**THE REQUEST**:
Copy out all the data, word for word.

(Items listed in a dataset)
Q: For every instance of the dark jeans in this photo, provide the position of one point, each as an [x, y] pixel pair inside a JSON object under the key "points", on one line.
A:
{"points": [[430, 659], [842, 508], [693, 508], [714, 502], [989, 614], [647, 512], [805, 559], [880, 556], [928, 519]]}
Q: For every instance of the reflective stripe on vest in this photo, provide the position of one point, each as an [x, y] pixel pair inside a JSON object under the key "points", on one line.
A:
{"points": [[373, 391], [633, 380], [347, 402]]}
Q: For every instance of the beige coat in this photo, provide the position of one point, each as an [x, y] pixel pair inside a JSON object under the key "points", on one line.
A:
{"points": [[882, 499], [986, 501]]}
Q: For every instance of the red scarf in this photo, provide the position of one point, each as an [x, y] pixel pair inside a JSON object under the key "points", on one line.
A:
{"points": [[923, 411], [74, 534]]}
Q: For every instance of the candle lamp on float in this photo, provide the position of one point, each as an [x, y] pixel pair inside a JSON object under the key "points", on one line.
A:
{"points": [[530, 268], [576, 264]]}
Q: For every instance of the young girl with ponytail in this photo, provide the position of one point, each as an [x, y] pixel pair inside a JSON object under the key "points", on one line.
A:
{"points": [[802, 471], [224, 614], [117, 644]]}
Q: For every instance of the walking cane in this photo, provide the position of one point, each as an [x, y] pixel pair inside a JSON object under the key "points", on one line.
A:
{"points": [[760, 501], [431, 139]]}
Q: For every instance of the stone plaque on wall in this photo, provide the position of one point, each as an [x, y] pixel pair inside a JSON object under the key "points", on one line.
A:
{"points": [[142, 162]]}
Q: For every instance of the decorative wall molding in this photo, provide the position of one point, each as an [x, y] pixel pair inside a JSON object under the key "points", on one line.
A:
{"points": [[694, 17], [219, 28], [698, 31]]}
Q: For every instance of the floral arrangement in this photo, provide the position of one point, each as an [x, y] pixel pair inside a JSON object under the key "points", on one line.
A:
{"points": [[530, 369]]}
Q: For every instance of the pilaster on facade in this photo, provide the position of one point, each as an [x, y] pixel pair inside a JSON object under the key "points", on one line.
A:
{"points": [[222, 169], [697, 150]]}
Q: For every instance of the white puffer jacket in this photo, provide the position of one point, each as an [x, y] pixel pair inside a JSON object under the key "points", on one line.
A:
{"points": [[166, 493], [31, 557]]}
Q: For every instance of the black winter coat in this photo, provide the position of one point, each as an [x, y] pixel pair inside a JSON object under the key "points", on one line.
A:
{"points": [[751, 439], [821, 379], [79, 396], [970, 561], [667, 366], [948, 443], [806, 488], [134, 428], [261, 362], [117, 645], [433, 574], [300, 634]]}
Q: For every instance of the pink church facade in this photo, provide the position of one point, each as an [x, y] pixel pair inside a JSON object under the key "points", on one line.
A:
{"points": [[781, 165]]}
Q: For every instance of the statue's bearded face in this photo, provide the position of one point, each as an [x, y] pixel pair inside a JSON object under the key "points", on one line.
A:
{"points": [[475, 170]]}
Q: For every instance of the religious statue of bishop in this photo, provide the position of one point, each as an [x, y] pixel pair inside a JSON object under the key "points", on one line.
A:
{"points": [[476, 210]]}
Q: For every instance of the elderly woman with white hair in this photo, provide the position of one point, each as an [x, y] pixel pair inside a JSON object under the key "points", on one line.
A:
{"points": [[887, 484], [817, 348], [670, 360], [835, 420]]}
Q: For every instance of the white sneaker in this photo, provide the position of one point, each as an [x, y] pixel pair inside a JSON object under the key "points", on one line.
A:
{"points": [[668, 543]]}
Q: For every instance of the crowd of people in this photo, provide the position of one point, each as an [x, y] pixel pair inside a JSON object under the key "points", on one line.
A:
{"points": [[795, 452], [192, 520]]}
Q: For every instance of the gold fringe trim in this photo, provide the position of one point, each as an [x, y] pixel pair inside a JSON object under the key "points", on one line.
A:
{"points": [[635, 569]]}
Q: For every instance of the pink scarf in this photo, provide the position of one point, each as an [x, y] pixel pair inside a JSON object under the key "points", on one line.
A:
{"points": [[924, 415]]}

**SOLUTION**:
Q: For every instance of the dark jeans in this photo, provide the position of one point, each as an [x, y] pixel pair inside a JSON object under the key "points", on one line.
A:
{"points": [[430, 659], [842, 508], [693, 508], [714, 502], [989, 614], [647, 512], [805, 559], [880, 556], [928, 519]]}
Q: For every instance of the reflective stripe on vest in this photo, provide the position of one point, each as an [x, y] pixel pair inside a JSON object under the key "points", on one line.
A:
{"points": [[373, 391], [633, 380], [347, 402]]}
Q: For every instance of the beige coat in this photo, provide the position of one point, each as an [x, y] pixel pair inside a JSON object under the key "points", on one line.
A:
{"points": [[882, 499], [986, 501]]}
Q: For every instance of the red scarf in this photo, provide the position of one point, each as an [x, y] pixel pair inside a JSON object under the key "points", on one line.
A:
{"points": [[923, 411], [74, 534]]}
Q: For every instance of the candle lamp on float in this photo, provide the position of one point, each as an [x, y] pixel pair inside a JSON object under the key "points", on one line.
A:
{"points": [[530, 268], [576, 264]]}
Q: For every instance of the young girl with ponytail in this photo, provide the position of one point, each as an [x, y] pixel pair inside a JSON object under the key "points", on one line.
A:
{"points": [[802, 471], [224, 614], [117, 644]]}
Q: For every instance of the walking cane in this photo, provide the position of one point, each as an [x, y] pixel pair inside a JSON object under the key "points", on one line.
A:
{"points": [[760, 501], [431, 139]]}
Q: For every instance of the stone plaque on wall in this photo, provide the position of one point, each as an [x, y] pixel pair inside a JSON object under the key "points", on one line.
A:
{"points": [[142, 162]]}
Q: For every instance of the decorative wall molding in this photo, provide the position of one point, each as an [x, y] pixel pair inside a JSON object under the key "points", on one line.
A:
{"points": [[694, 17], [219, 28], [698, 31]]}
Q: For every instance of the floral arrangement in this photo, provide the position of one point, each as an [x, y] pixel pair inside a JSON object under the key "points", on one line.
A:
{"points": [[530, 369]]}
Q: For every instance of the pilaster on facade in this photo, provide the position of one point, each as an [x, y] pixel pair inside a JSON object under the key "points", on one line.
A:
{"points": [[222, 169], [697, 150]]}
Q: For every instance of the white puffer jacket in this photo, provide the position of one point, each as an [x, y] pixel pair inside a JSON object under the key "points", on one line.
A:
{"points": [[166, 493], [31, 557]]}
Q: For every instance of the black winter coat in this photo, provide the position of one point, each as an [x, y] pixel pair inside a JSON object under the key "points", on one line.
A:
{"points": [[751, 439], [821, 379], [79, 396], [970, 561], [667, 366], [948, 443], [806, 488], [134, 428], [261, 362], [117, 645], [433, 574], [300, 634]]}
Q: For every instance of the pink church facade in this photo, provide the position of one point, each as an [x, y] pixel pair inside a JSON object under the key "points", on one line.
A:
{"points": [[781, 165]]}
Q: For every instance of the statue's bearded face in this photo, provide the position of one point, each as an [x, y] pixel pair inside a JSON object under the key "points", on one line.
A:
{"points": [[475, 170]]}
Q: For every instance of the religious statue of bishop in this photo, provide the position of one point, each as an [x, y] pixel pair inside a JSON object under the key "points", on one line.
A:
{"points": [[476, 210]]}
Q: For every instance of the elderly woman with white hair in this photo, provide the position of one point, each as an [x, y] pixel pair inside a JSON object under the key "points", on one line.
A:
{"points": [[887, 484], [817, 348], [670, 360], [835, 420]]}
Q: For every instance of the white sneaker in this photo, provide the position of one point, each as an [x, y] pixel pair inside a JSON object under the key "points", on one line.
A:
{"points": [[668, 543]]}
Q: For every instance of the crowd of people in this photo, provide the position of one point, each as an [x, y] pixel pair inside a JSON object under the key "points", on one line.
A:
{"points": [[795, 452], [192, 520]]}
Q: For every instance of the gold fringe trim in this photo, provide the position of one point, each as an [x, y] pixel pair inside a JSON object under the key "points", on one line.
A:
{"points": [[635, 569]]}
Q: For every instance of the pink scarf in this photo, provide the position of one point, each as an [x, y] pixel pair inside a JSON object under the key "points", on one line.
A:
{"points": [[924, 415]]}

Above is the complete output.